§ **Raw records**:
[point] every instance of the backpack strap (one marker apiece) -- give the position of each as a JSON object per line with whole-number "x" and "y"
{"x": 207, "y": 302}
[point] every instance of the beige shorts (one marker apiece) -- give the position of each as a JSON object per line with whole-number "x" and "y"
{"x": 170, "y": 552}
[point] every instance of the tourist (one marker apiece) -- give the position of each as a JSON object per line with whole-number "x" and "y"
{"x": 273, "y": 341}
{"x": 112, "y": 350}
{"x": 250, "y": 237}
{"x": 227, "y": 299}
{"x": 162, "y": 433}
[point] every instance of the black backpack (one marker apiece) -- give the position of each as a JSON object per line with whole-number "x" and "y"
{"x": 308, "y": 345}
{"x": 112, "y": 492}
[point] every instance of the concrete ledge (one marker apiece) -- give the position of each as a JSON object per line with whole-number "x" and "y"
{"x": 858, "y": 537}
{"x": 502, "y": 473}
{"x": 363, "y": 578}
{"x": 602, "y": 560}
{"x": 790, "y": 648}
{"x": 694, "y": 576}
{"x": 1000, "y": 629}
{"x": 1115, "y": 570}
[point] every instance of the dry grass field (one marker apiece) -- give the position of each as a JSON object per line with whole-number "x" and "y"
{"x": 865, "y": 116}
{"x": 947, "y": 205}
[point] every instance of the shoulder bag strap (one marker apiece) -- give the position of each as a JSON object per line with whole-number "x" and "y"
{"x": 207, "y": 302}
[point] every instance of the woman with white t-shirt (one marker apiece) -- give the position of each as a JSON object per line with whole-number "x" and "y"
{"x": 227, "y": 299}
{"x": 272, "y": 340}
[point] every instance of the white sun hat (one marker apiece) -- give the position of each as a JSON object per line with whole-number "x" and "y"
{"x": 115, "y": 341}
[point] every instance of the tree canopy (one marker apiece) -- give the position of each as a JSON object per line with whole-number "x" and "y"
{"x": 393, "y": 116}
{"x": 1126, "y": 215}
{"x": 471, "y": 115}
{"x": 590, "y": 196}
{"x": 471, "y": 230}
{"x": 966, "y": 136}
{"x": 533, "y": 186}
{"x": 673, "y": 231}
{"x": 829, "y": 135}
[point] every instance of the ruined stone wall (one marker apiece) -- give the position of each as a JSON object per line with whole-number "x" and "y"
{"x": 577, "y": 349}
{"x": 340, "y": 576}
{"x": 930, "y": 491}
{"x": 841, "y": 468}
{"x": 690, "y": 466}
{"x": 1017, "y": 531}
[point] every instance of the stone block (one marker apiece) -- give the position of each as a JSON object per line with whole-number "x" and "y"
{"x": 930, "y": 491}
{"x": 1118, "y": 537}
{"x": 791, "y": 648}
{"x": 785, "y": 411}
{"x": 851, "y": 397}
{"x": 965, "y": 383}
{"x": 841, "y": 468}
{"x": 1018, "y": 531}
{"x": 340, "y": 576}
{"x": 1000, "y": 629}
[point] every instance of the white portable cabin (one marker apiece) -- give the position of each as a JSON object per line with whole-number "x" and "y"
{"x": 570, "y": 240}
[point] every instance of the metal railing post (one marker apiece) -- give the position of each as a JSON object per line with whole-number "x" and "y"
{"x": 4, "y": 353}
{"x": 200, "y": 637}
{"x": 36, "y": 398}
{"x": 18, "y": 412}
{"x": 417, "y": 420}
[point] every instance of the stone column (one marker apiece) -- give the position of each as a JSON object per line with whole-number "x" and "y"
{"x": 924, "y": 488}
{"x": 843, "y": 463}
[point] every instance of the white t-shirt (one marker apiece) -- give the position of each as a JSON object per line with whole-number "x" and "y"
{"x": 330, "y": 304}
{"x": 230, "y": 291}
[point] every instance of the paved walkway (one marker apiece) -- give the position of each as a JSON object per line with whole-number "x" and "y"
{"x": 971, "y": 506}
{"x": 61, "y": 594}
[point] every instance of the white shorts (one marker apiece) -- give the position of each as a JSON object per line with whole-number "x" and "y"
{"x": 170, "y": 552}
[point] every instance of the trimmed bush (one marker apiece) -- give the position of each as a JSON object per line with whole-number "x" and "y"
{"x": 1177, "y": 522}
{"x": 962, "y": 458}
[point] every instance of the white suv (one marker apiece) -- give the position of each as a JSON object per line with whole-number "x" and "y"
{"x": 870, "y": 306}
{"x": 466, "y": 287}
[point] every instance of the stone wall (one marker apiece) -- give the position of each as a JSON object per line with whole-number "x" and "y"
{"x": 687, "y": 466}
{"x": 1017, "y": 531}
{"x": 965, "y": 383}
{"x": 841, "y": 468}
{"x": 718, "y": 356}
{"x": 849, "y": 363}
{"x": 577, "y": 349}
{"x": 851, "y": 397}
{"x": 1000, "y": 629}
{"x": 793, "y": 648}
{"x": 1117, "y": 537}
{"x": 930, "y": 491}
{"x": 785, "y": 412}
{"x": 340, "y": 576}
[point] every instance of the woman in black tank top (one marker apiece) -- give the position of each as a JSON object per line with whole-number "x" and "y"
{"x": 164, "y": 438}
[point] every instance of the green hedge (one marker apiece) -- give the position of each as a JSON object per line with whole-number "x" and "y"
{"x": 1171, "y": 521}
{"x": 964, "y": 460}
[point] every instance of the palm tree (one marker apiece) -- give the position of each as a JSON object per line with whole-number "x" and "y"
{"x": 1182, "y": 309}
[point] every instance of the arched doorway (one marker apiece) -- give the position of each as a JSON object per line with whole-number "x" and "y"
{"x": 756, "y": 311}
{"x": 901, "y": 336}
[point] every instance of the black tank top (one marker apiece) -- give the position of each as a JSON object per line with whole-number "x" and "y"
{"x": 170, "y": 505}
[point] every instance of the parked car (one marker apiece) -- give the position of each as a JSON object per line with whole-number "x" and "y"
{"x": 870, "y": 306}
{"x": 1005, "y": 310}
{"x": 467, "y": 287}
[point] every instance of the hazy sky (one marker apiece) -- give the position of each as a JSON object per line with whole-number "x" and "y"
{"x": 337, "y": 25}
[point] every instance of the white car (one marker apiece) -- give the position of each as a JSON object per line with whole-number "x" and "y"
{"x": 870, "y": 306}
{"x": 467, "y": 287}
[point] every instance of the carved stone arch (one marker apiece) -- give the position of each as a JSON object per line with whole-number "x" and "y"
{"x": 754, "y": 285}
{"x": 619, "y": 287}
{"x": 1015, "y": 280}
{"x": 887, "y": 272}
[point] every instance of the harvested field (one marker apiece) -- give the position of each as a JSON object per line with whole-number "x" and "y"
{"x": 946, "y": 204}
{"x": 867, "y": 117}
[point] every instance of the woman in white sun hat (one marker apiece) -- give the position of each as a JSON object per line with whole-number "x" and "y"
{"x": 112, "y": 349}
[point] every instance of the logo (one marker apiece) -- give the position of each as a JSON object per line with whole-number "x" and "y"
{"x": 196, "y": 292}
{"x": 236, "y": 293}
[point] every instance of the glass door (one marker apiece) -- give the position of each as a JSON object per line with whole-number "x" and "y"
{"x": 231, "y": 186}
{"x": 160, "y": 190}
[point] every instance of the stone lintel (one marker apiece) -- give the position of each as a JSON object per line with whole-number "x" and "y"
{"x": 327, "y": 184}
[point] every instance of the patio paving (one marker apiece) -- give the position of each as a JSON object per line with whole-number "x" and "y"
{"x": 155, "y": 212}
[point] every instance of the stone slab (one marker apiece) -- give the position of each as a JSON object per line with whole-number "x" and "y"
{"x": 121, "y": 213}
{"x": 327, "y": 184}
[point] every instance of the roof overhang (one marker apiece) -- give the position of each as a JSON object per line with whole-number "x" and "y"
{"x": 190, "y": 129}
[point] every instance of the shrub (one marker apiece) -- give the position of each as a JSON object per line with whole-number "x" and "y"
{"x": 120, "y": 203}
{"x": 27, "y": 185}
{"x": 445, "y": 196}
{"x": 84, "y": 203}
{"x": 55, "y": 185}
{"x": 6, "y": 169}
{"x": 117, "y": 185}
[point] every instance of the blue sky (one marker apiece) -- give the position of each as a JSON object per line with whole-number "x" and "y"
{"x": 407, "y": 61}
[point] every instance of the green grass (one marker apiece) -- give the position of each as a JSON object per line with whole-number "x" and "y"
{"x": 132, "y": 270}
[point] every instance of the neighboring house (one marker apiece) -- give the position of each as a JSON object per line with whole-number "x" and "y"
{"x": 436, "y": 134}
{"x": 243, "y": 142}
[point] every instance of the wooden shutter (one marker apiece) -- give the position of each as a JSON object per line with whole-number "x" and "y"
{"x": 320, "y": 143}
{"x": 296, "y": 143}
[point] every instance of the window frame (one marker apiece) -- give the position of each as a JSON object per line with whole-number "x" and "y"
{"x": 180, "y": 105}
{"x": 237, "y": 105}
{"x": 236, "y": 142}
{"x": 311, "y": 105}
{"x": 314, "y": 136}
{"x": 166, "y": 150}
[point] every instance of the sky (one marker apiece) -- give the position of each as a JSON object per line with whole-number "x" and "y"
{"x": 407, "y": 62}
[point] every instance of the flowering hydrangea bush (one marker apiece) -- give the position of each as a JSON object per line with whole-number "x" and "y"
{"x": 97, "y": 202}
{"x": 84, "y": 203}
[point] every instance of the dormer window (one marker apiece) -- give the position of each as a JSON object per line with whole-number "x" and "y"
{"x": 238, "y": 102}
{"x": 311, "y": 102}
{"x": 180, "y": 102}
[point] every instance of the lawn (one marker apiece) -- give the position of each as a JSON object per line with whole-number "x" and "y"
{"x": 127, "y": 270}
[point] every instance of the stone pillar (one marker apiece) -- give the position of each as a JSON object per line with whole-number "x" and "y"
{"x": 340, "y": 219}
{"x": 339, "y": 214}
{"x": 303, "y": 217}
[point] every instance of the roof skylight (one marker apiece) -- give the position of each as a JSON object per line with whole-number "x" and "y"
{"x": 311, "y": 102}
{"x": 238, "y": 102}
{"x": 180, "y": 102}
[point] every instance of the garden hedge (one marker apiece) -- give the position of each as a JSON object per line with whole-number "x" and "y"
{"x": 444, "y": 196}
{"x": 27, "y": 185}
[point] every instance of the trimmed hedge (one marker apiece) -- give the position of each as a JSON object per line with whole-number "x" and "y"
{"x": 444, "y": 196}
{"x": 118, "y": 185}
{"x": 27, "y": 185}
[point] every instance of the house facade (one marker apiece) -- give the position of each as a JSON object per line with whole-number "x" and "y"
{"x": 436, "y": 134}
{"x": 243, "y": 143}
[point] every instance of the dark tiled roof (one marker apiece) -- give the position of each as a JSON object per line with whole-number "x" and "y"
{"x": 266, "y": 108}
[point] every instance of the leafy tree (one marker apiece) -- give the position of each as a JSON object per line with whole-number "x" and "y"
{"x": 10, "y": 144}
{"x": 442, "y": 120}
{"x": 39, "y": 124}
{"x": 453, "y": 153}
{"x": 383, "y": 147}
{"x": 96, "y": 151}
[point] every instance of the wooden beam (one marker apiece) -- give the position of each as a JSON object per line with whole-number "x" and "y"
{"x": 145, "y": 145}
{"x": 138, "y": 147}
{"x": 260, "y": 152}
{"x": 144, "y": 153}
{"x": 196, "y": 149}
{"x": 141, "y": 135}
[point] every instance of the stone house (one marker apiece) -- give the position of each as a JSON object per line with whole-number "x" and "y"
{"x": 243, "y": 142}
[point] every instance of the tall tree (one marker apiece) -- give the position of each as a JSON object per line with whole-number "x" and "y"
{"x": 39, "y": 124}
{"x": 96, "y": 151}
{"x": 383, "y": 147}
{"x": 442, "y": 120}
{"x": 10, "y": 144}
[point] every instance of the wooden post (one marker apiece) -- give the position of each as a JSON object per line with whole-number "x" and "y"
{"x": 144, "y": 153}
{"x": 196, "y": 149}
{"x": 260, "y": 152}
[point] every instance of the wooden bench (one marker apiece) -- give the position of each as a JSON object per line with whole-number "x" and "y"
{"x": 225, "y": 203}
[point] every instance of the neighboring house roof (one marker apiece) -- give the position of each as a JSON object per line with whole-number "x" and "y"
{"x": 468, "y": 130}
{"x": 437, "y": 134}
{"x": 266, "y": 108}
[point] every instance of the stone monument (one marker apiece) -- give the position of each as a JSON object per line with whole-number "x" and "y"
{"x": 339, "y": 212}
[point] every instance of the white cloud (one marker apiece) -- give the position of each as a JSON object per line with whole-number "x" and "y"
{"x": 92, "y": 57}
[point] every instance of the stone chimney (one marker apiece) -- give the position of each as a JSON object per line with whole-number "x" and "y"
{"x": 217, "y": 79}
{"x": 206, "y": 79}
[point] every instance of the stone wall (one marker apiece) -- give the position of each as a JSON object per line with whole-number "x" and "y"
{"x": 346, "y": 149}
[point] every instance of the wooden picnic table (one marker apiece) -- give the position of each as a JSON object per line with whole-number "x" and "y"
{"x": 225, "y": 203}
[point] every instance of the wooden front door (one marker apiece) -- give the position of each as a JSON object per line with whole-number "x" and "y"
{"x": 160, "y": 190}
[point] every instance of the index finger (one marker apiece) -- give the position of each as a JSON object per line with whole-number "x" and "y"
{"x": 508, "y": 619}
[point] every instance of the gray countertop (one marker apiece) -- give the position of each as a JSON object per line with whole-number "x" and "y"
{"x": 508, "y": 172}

§ **REQUIREMENTS**: Repeat exactly, and only, the lines from the one containing "[point] every instance of the stone monument" through the end of the material.

§ **WORKED ANSWER**:
[point] every instance of the stone monument (one marker apiece) -- give the position of each as a JSON object per line with whole-number "x" and "y"
{"x": 339, "y": 212}
[point] every instance of the white cloud (one marker apiece) -- give the position of each as a JSON object per line with whole-number "x" and "y"
{"x": 92, "y": 57}
[point] every instance of the stone chimney (one marker apiece) -- give the position of each as a JSON object per line with whole-number "x" and "y"
{"x": 217, "y": 79}
{"x": 206, "y": 79}
[point] every instance of the stone wall (one marker apiece) -- give the position of each as a JSON object per line with whole-number "x" and "y"
{"x": 346, "y": 149}
[point] every instance of the wooden picnic table (one marker apiece) -- give the position of each as a JSON object per line with whole-number "x" and "y"
{"x": 225, "y": 203}
[point] every instance of the wooden front door (one marker apiece) -- give the position of each as a JSON object per line with whole-number "x" and "y"
{"x": 160, "y": 190}
[point] every instance of the index finger (one marker apiece) -- give the position of each as a JSON object per line with whole-number "x" and "y"
{"x": 508, "y": 619}
[point] every instance of the gray countertop (one marker apiece) -- give the position of each as a JSON object per line with whole-number "x" and "y"
{"x": 508, "y": 172}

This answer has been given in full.